*WHAT IS EXPECTED*:
Update the stretch of rows from the line containing "of the stone" through the end of the rows, replacing "welcome" with "appreciated" and leaving everything else unchanged. Return only those lines.

*RAW RECORDS*:
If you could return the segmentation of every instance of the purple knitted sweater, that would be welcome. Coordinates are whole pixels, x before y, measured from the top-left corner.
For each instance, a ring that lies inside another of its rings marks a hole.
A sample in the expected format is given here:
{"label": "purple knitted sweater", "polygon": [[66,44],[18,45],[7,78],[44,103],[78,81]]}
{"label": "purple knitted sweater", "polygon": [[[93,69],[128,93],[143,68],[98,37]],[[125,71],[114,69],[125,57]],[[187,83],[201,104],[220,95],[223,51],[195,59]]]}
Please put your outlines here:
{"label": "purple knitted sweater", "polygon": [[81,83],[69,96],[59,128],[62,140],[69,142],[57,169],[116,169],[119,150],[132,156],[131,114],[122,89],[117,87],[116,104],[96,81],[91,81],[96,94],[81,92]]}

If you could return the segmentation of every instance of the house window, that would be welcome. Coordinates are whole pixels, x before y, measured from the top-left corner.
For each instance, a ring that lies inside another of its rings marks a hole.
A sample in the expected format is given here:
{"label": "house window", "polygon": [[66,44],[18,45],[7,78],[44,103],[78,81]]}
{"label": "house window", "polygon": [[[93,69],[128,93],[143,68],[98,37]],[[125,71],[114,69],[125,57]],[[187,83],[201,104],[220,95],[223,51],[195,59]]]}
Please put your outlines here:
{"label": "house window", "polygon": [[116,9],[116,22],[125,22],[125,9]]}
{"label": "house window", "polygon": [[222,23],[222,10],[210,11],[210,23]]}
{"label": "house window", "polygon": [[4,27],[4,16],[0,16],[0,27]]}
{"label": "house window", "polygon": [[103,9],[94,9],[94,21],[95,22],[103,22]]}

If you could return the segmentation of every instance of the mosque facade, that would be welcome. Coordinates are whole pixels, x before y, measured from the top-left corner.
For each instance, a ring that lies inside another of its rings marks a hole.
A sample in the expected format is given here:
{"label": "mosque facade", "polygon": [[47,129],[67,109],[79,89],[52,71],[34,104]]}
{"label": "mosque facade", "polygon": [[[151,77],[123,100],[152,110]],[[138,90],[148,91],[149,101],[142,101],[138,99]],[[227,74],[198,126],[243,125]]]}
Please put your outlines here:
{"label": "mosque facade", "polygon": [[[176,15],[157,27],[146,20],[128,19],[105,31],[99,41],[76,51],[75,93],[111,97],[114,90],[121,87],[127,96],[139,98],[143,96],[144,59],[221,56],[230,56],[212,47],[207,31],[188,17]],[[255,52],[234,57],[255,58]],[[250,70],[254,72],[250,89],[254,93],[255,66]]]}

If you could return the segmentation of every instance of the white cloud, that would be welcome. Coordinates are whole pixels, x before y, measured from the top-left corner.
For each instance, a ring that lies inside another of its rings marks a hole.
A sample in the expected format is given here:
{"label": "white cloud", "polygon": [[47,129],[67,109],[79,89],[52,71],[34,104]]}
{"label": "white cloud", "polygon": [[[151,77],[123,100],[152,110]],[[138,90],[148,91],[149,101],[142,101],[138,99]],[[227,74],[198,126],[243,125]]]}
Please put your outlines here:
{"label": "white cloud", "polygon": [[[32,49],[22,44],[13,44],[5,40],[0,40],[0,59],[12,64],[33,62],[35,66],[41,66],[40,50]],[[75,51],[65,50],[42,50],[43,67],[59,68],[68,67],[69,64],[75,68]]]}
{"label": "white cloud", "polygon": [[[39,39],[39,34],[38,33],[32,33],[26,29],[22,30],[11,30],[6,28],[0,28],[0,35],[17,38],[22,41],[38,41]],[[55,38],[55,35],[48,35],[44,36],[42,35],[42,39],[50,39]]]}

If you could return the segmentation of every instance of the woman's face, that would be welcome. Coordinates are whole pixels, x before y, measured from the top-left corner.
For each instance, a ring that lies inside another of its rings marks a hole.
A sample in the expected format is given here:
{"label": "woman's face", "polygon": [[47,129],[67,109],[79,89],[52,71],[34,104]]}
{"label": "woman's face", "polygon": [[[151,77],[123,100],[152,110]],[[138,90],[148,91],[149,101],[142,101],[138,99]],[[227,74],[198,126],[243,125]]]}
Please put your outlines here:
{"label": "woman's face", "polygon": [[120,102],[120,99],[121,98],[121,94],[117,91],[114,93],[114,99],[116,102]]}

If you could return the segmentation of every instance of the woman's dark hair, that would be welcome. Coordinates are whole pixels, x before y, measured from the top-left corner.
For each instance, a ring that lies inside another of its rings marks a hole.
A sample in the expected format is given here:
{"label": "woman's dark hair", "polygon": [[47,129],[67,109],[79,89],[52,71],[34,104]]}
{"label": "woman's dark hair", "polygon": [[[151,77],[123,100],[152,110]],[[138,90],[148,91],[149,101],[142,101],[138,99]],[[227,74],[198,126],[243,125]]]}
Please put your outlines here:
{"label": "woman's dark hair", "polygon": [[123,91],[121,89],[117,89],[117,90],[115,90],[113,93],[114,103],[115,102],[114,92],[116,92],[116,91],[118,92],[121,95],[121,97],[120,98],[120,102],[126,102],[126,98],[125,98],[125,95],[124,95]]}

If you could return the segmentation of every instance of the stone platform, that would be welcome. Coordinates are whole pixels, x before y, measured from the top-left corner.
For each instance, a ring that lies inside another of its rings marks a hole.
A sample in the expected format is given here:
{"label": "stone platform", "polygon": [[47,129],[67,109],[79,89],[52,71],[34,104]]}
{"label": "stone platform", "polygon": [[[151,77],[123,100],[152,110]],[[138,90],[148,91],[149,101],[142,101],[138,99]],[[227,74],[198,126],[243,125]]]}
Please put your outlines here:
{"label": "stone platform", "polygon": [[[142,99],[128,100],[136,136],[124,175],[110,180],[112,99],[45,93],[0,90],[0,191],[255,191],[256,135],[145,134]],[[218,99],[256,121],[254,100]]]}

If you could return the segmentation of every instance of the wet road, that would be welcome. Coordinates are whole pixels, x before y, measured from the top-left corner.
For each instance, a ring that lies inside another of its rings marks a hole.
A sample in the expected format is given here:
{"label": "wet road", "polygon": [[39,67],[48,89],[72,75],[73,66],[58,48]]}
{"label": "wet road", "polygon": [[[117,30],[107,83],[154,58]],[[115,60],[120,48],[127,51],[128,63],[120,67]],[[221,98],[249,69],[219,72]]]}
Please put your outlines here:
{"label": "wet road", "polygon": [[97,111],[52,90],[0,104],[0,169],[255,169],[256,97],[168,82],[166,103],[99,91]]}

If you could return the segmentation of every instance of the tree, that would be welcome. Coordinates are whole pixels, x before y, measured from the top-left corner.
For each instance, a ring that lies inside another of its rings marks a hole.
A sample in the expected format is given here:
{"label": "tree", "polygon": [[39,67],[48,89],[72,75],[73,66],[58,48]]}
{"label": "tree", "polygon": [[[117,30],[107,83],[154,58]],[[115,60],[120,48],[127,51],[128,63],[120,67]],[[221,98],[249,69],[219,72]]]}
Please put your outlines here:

*RIGHT ANSWER*:
If you could return the segmentation of every instance of the stone platform, that would be appreciated. Coordinates are whole pixels, x before y, measured from the top-left corner.
For each instance, a ring that lies inside another of its rings marks a hole.
A sample in the expected format is given here:
{"label": "stone platform", "polygon": [[47,129],[67,109],[79,89],[52,71],[34,104]]}
{"label": "stone platform", "polygon": [[[151,77],[123,100],[152,110]],[[138,90],[148,91],[149,101],[142,101],[138,99]],[[227,74],[198,126],[243,125]]]}
Please put your outlines here:
{"label": "stone platform", "polygon": [[[142,99],[128,100],[136,136],[124,175],[110,180],[112,99],[45,93],[0,90],[0,191],[255,191],[256,135],[145,134]],[[218,99],[256,121],[254,100]]]}

If you could return the segmentation of every instance of the wet road, that would be appreciated. Coordinates are whole pixels, x before y, measured from the top-left corner.
For each instance, a ring that lies inside another of its rings marks a hole.
A sample in the expected format is given here:
{"label": "wet road", "polygon": [[39,67],[48,89],[72,75],[73,66],[58,48]]}
{"label": "wet road", "polygon": [[[117,30],[107,83],[154,58]],[[115,60],[120,48],[127,51],[128,63],[120,67]],[[221,98],[249,69],[219,72]]]}
Please put your outlines here:
{"label": "wet road", "polygon": [[97,111],[52,90],[0,104],[0,169],[255,169],[256,97],[168,82],[166,103],[99,91]]}

If you could return the segmentation of every instance of the tree, that would be appreciated. Coordinates are whole pixels, x before y, measured from the top-left corner.
For each instance, a ring that lies inside another of its rings marks a hole.
A sample in the expected format is given here:
{"label": "tree", "polygon": [[39,67],[48,89],[72,75],[73,66],[58,48]]}
{"label": "tree", "polygon": [[[117,30],[107,83],[154,58]],[[115,60],[120,48],[127,51],[128,63],[120,67]],[[221,98],[249,69],[219,72]]]}
Please put your outlines here:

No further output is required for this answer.